— SOURCE PASSAGE —
Single by Macklemore & Ryan Lewis

from the album The Heist
- Released: January 21, 2011
- Recorded: 2009–10
- Genre: Alternative hip hop
- Length: 5:00
- Label: Macklemore LLC
- Songwriters: Ben Haggerty; Ryan Lewis; Hollis Wong-Wear;
- Producer: Ryan Lewis

Macklemore & Ryan Lewis singles chronology
|  | "Wings" (2011) | "Same Love" (2012) |

Music video
- "Wings" on YouTube

= Wings (Macklemore & Ryan Lewis song) =

"Wings" (stylized as "Wing$") is a song by American hip hop duo Macklemore & Ryan Lewis, released as the debut single from their first studio album The Heist. It features uncredited vocals from children.

==Context==
Macklemore explained the subject of the single as follows:

The song "Wings" is about the pursuit of identity through the means of consumerism. The attempt is to dissect our infatuation and attachment to logos, labels, brands and the fleeting happiness that is intrinsically linked to the almighty power of the purchase. The subject I use in the song is shoes, but its aim is to paint a broader picture of being a consumer and tracing the lineage back to my first memory of retail infused desire.

==Music video==
The music video, directed by Zia Mohajerjasbi, alludes to an autobiographical story line. It depicts its main character (Macklemore) and his experiences as a young boy infatuated with basketball and basketball paraphernalia, athletic shoes in particular, and what adverse effect it had on him as he grew up.

The music video starts with Macklemore now a grown-up man, going into an empty basketball court, where the indications are, that he apparently used to practice basketball himself. Macklemore raps while he reminisces himself as a small kid wearing a Chicago Bulls jersey number 23 (clearly alluding to NBA player Michael Jordan) and wearing, in a close-up, Nike sneakers that would "make him fly" (another reference to Nike Air Jordan sneakers). He describes "touching the net" as being the "best day of my life" (also a sample of a Jordan typical Nike ad), boasting about his skills to his mother and friends... until that is "my friend Carlos' brother got murdered for his fours, whoa", a reference to the basketball shoes he was wearing. This incident becomes a wake-up call to young Macklemore.

Then the music video shows kids and youth practicing because they wish "to fly".

The following scenes display a grown-up man (Macklemore) instructing youth in an apparent awareness campaign meeting them in a hair salon or while traveling on a bus, talking to them through an open book what he thinks is essential and what is secondary, warning them of the consequences of consumerism, particularly regarding basketball sneakers.

— GIVEN DATA —
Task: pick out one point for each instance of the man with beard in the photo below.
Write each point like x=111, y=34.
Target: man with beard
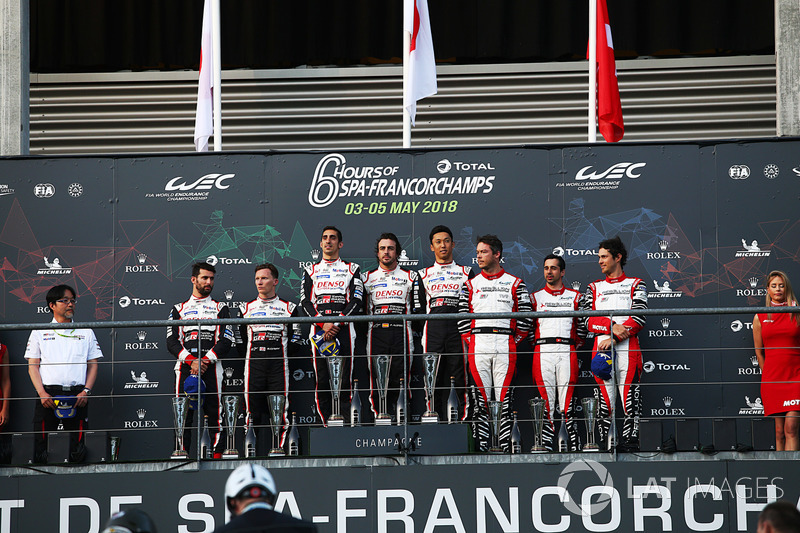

— WHAT YOU WILL DO —
**a.** Can you rewrite the article on the song "Wings", everything from "Macklemore & Ryan Lewis singles" down to "retail infused desire.", with "consumerism" changed to "materialism"?
**b.** Could you extend the article on the song "Wings" by writing what comes after its final sentence?

— OUTPUTS BY TASK —
**a.**
Macklemore & Ryan Lewis singles chronology
|  | "Wings" (2011) | "Same Love" (2012) |

Music video
- "Wings" on YouTube

= Wings (Macklemore & Ryan Lewis song) =

"Wings" (stylized as "Wing$") is a song by American hip hop duo Macklemore & Ryan Lewis, released as the debut single from their first studio album The Heist. It features uncredited vocals from children.

==Context==
Macklemore explained the subject of the single as follows:

The song "Wings" is about the pursuit of identity through the means of materialism. The attempt is to dissect our infatuation and attachment to logos, labels, brands and the fleeting happiness that is intrinsically linked to the almighty power of the purchase. The subject I use in the song is shoes, but its aim is to paint a broader picture of being a consumer and tracing the lineage back to my first memory of retail infused desire.

**b.**
The music video then shows a flashback of the young kid back in school wearing Seattle SuperSonics apparel. On his way back home all alone, he is followed by three juveniles eyeing him. Then there is a scene where the kid has been roughed up with his backpack and sneakers stolen as he walks home only with his socks on. Reaching home, he can barely take off his socks to wear a new clean pair. The choosing of the Sonics jersey is poignant to add further autobiographical aspect to the music video again showing that it is about Macklemore's own experiences and about a friend that he knew.

Then there is a camera cut back to other young boys and girls in "Niketown" in front of a catchy Nike display saying "JUST DO IT”, along with other people with Nike shoes. Then back a final flashback at the young kid wearing a Nike pair dreaming of his first day in school.

The final shot is back to the original scene at the basketball court with Macklemore still rapping as a grown and much wiser man.

The music video is full of basketball memorabilia including promotional snapshots of Michael Jordan, many posters of Jordan with wide openly stretched arms, and a #23 jersey, a picture Macklemore replicates himself on cover of the release, with him wearing the #23 Chicago Bulls jersey with a snapshot with exactly the same pose as that of Jordan.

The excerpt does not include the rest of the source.